Exercise task:
Please format the listing below as a Markdown table with the columns "Row" and "Line", numbering each line and leaving out blank lines.

Data supplied:
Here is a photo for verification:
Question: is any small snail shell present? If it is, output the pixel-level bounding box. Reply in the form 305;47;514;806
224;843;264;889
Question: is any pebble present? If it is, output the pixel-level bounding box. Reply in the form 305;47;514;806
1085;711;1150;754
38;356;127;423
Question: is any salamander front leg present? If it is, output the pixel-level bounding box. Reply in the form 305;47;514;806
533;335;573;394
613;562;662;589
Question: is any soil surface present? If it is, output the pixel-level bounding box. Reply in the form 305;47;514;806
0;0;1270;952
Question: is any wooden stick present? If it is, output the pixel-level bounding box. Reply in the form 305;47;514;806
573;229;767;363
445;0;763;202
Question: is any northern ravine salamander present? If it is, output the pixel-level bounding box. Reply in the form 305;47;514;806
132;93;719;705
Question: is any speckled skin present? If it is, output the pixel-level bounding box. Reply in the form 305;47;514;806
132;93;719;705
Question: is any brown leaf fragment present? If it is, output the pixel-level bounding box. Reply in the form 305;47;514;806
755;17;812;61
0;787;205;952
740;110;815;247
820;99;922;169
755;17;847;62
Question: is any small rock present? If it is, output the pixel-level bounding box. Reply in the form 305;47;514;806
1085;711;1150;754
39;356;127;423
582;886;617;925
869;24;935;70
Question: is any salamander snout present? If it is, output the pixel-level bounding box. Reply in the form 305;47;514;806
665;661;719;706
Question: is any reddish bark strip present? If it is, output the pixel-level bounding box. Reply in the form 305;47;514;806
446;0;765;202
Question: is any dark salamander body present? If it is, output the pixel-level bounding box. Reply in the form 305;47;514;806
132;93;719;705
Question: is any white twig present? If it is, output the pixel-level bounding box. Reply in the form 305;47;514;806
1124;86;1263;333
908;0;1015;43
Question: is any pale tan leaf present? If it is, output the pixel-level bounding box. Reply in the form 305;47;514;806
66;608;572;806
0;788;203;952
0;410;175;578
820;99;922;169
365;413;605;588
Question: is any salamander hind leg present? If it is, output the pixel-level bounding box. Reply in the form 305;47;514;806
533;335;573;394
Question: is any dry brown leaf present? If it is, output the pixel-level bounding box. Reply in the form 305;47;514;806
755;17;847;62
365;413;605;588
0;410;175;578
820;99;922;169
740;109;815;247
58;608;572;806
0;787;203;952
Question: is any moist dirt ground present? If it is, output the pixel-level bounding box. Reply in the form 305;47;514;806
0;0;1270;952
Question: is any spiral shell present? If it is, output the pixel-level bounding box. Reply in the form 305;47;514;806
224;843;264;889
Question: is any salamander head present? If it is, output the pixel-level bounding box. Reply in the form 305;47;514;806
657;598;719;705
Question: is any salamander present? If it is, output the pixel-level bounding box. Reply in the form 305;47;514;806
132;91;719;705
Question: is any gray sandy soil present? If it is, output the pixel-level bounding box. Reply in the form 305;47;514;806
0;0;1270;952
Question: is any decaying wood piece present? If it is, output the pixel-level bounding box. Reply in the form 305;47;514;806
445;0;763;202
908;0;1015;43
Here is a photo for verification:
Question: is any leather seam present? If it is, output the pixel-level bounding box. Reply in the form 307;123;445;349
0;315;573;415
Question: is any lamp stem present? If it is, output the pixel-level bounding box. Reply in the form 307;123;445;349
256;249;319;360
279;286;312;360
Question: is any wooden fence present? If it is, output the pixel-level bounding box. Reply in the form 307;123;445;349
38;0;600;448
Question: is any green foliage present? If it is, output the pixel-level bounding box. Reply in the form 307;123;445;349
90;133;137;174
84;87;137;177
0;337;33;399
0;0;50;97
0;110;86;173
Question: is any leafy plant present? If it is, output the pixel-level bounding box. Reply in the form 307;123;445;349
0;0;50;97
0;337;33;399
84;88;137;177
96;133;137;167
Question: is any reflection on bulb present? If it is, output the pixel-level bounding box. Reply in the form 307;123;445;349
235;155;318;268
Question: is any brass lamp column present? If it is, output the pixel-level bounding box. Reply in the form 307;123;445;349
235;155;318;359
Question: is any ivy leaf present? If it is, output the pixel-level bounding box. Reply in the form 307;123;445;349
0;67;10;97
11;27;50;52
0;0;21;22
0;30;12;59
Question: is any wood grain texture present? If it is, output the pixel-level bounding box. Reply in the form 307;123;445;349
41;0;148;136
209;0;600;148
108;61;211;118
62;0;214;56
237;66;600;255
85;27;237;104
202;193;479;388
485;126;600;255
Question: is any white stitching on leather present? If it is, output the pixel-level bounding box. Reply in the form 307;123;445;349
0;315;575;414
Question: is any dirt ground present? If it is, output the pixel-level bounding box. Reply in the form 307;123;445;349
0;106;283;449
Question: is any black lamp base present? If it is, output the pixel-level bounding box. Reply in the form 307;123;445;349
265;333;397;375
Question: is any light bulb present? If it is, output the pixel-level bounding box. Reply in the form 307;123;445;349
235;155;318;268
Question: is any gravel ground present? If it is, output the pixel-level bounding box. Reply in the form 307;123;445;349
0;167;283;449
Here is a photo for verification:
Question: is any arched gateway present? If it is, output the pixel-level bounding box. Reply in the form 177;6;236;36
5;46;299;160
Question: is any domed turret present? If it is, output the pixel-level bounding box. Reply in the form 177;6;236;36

Finished task:
| Row | Line |
|---|---|
| 1 | Here is a photo for verification: |
| 2 | Question: is any small snail shell present? If it is, output the pixel-level bounding box. Reply in the form 305;47;514;806 |
| 3 | 224;843;264;889 |
| 4 | Question: is any pebble present? If it is, output the pixel-level bounding box. Reply in the form 305;47;514;806 |
| 5 | 1085;711;1150;754 |
| 6 | 38;356;127;423 |
| 7 | Question: is any salamander front leg present? If it is, output the pixel-level bounding box. Reply in the form 305;47;514;806 |
| 8 | 533;335;573;394 |
| 9 | 613;562;662;589 |
| 10 | Question: is any soil surface present? If it is, output the pixel-level bounding box. Reply in the form 305;47;514;806 |
| 11 | 0;0;1270;952 |
| 12 | Question: is any wooden stick present? If it is, output the pixel-level bounding box. Reply in the form 305;47;514;806 |
| 13 | 573;229;767;363 |
| 14 | 445;0;763;202 |
| 15 | Question: is any northern ravine salamander present? If it is, output the pixel-level bounding box. Reply in the form 305;47;514;806 |
| 16 | 132;93;719;705 |
| 17 | Question: is any speckled skin present? If it is, output the pixel-level bounding box. Reply in the form 305;47;514;806 |
| 18 | 132;93;719;705 |
| 19 | Question: is any brown leaf fragment present? If it is, output the pixel-level bounding box. Reply in the form 305;47;514;806 |
| 20 | 755;17;812;61 |
| 21 | 0;787;205;952 |
| 22 | 740;110;815;247 |
| 23 | 820;99;922;169 |
| 24 | 755;17;847;62 |
| 25 | Question: is any small rock present? If it is, output the pixel-level bounding box. Reply in the form 305;47;514;806 |
| 26 | 1085;711;1150;754 |
| 27 | 39;356;127;423 |
| 28 | 582;886;617;925 |
| 29 | 869;24;935;70 |
| 30 | Question: is any salamander snout present? If it is, output the pixel-level bounding box. Reply in the form 305;47;514;806 |
| 31 | 665;661;719;706 |
| 32 | Question: is any reddish bark strip present? If it is, output the pixel-level bounding box. Reply in the form 305;47;514;806 |
| 33 | 446;0;765;202 |
| 34 | Question: is any dark salamander body present? If it is, output the pixel-level bounding box. Reply in the form 305;47;514;806 |
| 35 | 132;93;719;705 |
| 36 | Question: is any white twig present? If it is, output the pixel-level bounding box. Reply in the form 305;47;514;806 |
| 37 | 1124;86;1263;333 |
| 38 | 908;0;1015;43 |
| 39 | Question: is any pale tan leaf present? If it is, output the pixel-level bounding box. Reply in the form 305;47;514;806 |
| 40 | 66;608;572;806 |
| 41 | 0;788;203;952 |
| 42 | 0;410;175;578 |
| 43 | 820;99;922;169 |
| 44 | 365;413;605;588 |
| 45 | Question: is any salamander hind leg present? If it is, output the pixel-level bounding box. Reply in the form 305;47;514;806 |
| 46 | 533;335;573;394 |
| 47 | Question: is any dry brown leaf present? If it is, output the pixel-level bounding box. Reply in the form 305;47;514;806 |
| 48 | 755;17;847;62 |
| 49 | 365;413;605;588 |
| 50 | 0;410;175;578 |
| 51 | 820;99;922;169 |
| 52 | 740;109;815;247 |
| 53 | 58;608;572;806 |
| 54 | 0;787;203;952 |
| 55 | Question: is any moist dirt ground present? If it is, output the pixel-level bounding box. Reply in the form 305;47;514;806 |
| 56 | 0;0;1270;952 |
| 57 | Question: is any spiral shell present? If it is, output the pixel-level bounding box. Reply in the form 305;47;514;806 |
| 58 | 224;843;264;889 |
| 59 | Question: is any salamander head present? If it is, output the pixel-level bounding box. Reply in the form 305;47;514;806 |
| 60 | 657;598;719;705 |
| 61 | Question: is any salamander present? If it is, output the pixel-level bounding box. Reply in the form 305;47;514;806 |
| 62 | 132;91;719;705 |
| 63 | Question: is any gray sandy soil present? If it is, output the pixel-level bounding box. Reply in the form 305;47;514;806 |
| 64 | 0;0;1270;952 |
| 65 | Question: is any decaying wood piece present? If it is, output the pixel-level bounding box. Reply in the form 305;47;514;806 |
| 66 | 445;0;763;202 |
| 67 | 908;0;1015;43 |
| 68 | Here is a photo for verification: |
| 69 | Question: is any leather seam present? If it is, output the pixel-level bounding box. Reply in the form 307;123;445;349 |
| 70 | 0;315;573;415 |
| 71 | Question: is any lamp stem present? If it is, output the pixel-level bounding box. Reply in the form 307;123;445;349 |
| 72 | 256;249;319;360 |
| 73 | 279;286;312;360 |
| 74 | Question: is any wooden fence present? If it is, output the pixel-level bounding box. Reply in the form 307;123;445;349 |
| 75 | 38;0;600;448 |
| 76 | Question: is any green foliage present? If it is, output the pixel-level bounding box. Reply in the form 307;123;445;349 |
| 77 | 90;133;137;174 |
| 78 | 84;87;137;177 |
| 79 | 0;337;33;399 |
| 80 | 0;0;50;97 |
| 81 | 0;110;86;173 |
| 82 | Question: is any leafy plant present? If it is, output the pixel-level bounding box. Reply in the form 307;123;445;349 |
| 83 | 0;0;50;97 |
| 84 | 0;337;33;399 |
| 85 | 84;88;137;177 |
| 86 | 96;133;137;167 |
| 87 | Question: is any reflection on bulb present? If it is, output the pixel-level bounding box. Reply in the form 307;123;445;349 |
| 88 | 235;155;318;268 |
| 89 | Question: is any brass lamp column present? If it is, output the pixel-level bounding box. Reply in the form 307;123;445;349 |
| 90 | 235;155;318;359 |
| 91 | Question: is any ivy leaf present? If it is, output the pixel-level bounding box. Reply in the form 307;123;445;349 |
| 92 | 0;67;10;97 |
| 93 | 11;27;50;52 |
| 94 | 0;0;21;22 |
| 95 | 0;30;12;59 |
| 96 | Question: is any wood grain texture present? If it is, output the pixel-level bounding box. Reply in the form 307;123;445;349 |
| 97 | 41;0;148;136 |
| 98 | 209;0;600;148 |
| 99 | 108;61;211;118 |
| 100 | 62;0;214;56 |
| 101 | 237;66;600;255 |
| 102 | 85;27;237;104 |
| 103 | 202;193;479;388 |
| 104 | 485;126;600;255 |
| 105 | Question: is any white stitching on leather present? If it is, output the pixel-level bounding box. Reply in the form 307;123;445;349 |
| 106 | 0;315;575;414 |
| 107 | Question: is any dirt ground present? If it is, output the pixel-level bounding box. Reply in the form 307;123;445;349 |
| 108 | 0;106;283;449 |
| 109 | Question: is any black lamp base present? If it is, output the pixel-level bounding box. Reply in the form 307;123;445;349 |
| 110 | 265;333;397;375 |
| 111 | Question: is any light bulb present? If it is, output the pixel-level bounding box. Reply in the form 307;123;445;349 |
| 112 | 235;155;318;268 |
| 113 | Question: is any gravel ground present? If it is, output the pixel-level bounding box. Reply in the form 307;123;445;349 |
| 114 | 0;167;283;449 |
| 115 | Here is a photo for verification: |
| 116 | Question: is any arched gateway present? If it is, output the pixel-level bounding box. Reply in the form 177;6;236;36 |
| 117 | 5;46;299;160 |
| 118 | Question: is any domed turret present? If it is, output the pixel-level bounding box. Reply in the form 177;6;236;36 |